### Reading passage
↓↓↓

- Born: 1989 (age 36–37) Marikina City, Metro Manila Philippines
- Other name: Mhyco Aquino
- Occupations: Actor; dancer; singer;
- Years active: 2003–present
- Height: 175 cm (5 ft 9 in)
- Musical career
- Formerly of: Animé

= Oliver Aquino =

Filipino actor, dancer and singer

Oliver Aquino (born 1989) is a Filipino actor, singer and dancer.

Aquino was a member of ABS-CBN network's circle of homegrown talents called Star Magic and was once a member of the defunct ASAP boy dance group, Animé, along with Rayver Cruz, Rodjun Cruz, John Wayne Sace, Sergio Garcia, Emman Abeleda and Mico Aytona.

In 2013, Aquino portrayed Jericho 'Jec-Jec' Manansala in 2013-14 TV series of Got to Believe

In 2014 he appeared in the film Kasal directed by Joselito Altarejos. Aquino portrayed Lorenz Gabriel in FPJ's Ang Probinsyano from 2015 to 2016.

In 2016, Aquino appeared in another Altarejos-directed film T.P.O..

↑↑↑

### Rows
↓↓↓

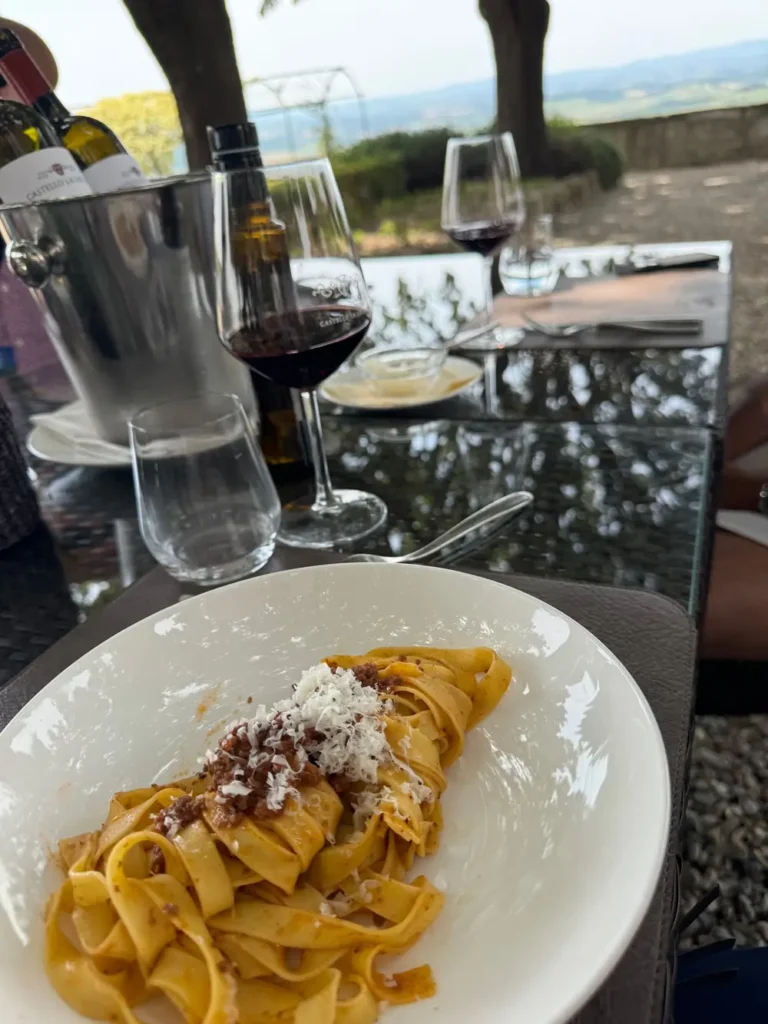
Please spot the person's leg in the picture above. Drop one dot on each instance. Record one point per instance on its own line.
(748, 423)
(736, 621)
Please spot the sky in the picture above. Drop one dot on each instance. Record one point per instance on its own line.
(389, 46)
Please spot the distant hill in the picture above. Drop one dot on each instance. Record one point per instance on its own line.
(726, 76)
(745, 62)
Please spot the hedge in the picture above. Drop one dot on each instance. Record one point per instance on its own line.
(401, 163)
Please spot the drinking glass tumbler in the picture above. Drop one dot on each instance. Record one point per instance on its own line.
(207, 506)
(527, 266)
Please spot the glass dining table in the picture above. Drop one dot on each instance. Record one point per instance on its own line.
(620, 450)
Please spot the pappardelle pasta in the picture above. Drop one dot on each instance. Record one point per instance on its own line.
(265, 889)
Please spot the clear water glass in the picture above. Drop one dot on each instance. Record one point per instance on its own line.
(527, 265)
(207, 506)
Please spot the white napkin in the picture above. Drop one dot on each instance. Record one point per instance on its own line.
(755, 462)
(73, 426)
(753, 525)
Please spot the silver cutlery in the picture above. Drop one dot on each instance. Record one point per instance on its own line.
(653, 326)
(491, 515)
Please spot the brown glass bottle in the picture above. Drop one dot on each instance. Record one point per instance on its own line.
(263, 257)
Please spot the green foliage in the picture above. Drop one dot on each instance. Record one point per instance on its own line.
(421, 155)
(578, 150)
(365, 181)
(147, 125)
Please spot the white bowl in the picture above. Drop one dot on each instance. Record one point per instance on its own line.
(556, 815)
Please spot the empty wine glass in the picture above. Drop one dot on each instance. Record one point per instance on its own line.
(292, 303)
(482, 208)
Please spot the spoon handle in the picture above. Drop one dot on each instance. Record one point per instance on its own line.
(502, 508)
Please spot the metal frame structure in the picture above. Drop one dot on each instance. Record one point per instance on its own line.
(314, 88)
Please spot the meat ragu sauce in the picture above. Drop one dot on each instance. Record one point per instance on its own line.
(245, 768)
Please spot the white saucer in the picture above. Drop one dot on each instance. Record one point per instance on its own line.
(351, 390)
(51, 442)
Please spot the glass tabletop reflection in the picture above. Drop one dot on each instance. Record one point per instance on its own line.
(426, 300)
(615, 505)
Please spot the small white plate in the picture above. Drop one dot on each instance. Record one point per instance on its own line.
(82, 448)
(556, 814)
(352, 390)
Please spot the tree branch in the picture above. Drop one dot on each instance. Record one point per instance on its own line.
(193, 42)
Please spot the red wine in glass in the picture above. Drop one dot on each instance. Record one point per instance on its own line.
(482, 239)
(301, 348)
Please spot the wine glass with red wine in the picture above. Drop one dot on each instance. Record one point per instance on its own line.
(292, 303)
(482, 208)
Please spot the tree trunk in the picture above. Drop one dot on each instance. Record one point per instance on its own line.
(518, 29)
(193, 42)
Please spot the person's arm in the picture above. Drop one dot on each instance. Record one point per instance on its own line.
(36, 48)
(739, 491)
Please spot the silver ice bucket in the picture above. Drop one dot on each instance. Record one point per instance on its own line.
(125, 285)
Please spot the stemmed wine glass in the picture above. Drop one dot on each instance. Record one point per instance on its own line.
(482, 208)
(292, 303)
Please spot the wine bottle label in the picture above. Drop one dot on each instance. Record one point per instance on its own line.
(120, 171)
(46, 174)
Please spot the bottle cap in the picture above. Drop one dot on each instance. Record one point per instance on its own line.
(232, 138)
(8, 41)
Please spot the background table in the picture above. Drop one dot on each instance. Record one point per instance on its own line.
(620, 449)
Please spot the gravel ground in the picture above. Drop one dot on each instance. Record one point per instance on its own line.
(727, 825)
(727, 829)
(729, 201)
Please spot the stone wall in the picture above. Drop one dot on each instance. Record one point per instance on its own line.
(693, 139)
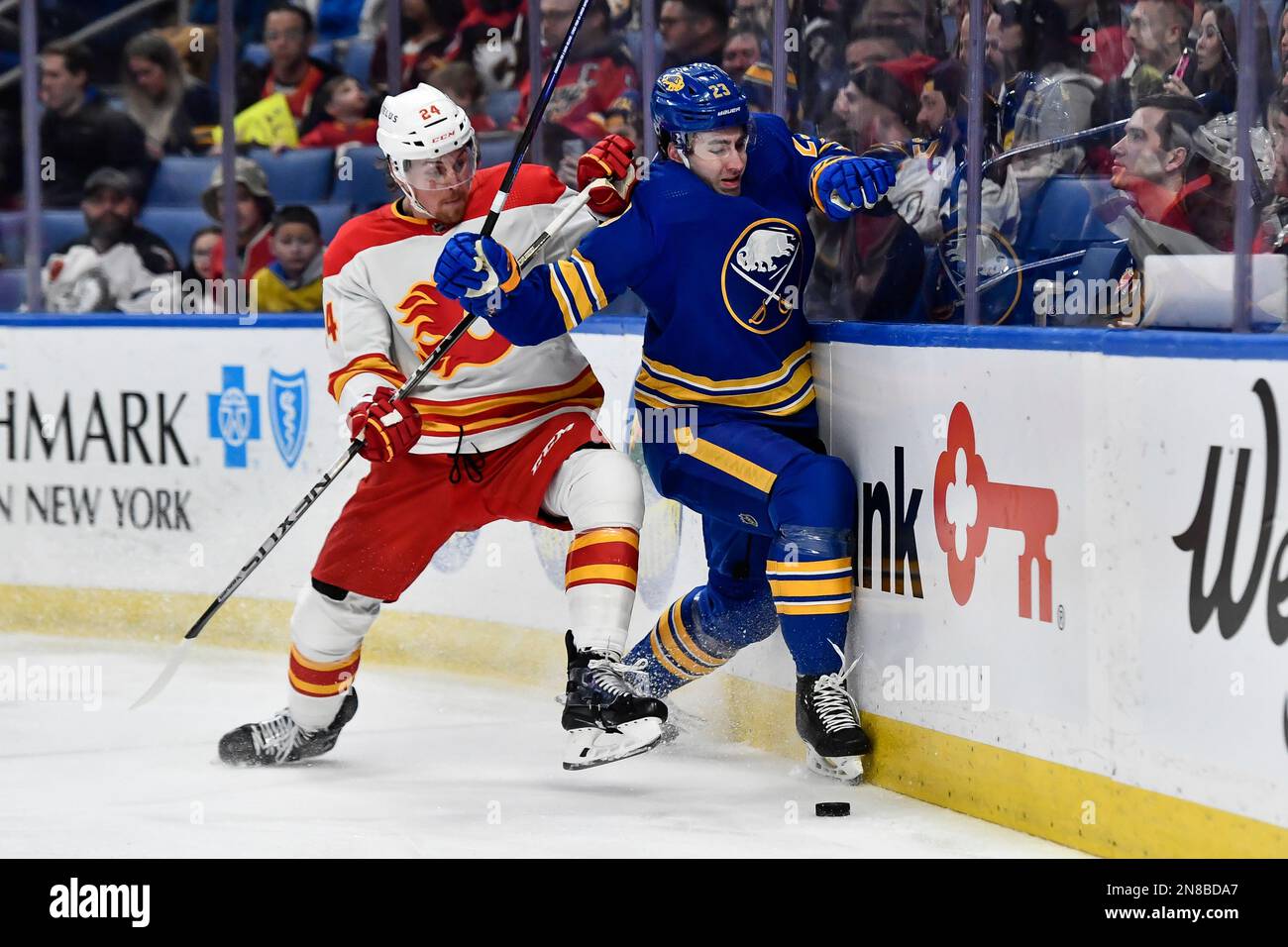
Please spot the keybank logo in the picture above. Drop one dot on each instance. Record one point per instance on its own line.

↑↑↑

### Written instruction
In the Oliver Aquino profile, explain why the 2016 film T.P.O. is called "another Altarejos-directed film."

### Result of the exercise
The word "another" points back to Kasal, a film Aquino appeared in in 2014 that was also directed by Joselito Altarejos. T.P.O. is therefore a further film of his under the same director.